◆ Data records:
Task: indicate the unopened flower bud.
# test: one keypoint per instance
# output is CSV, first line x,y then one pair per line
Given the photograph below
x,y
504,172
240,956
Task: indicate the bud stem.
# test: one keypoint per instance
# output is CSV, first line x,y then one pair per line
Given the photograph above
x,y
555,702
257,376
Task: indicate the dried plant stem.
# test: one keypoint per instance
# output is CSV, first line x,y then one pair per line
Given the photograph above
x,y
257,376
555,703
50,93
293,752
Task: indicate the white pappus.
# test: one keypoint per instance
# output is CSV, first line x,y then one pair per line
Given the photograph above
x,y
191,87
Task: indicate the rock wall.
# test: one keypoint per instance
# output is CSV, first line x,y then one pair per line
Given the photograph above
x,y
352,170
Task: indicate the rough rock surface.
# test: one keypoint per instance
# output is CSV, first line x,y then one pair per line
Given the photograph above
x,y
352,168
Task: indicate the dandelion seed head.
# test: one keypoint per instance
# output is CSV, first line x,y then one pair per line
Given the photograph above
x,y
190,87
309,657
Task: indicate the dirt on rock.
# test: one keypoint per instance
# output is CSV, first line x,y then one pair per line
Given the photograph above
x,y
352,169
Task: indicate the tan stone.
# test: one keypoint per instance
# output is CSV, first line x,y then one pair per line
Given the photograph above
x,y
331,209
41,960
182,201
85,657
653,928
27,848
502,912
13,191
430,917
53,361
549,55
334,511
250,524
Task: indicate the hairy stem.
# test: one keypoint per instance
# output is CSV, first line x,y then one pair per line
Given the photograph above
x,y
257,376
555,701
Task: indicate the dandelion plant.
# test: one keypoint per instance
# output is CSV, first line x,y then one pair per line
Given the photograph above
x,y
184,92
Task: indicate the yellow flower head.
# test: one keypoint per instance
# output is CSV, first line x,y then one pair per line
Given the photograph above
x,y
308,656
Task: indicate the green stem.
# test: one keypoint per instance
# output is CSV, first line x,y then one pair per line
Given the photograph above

◆ Work to complete:
Give the number of lines that contain "head" in the material above, with no other text.

◆ Output for this exercise:
2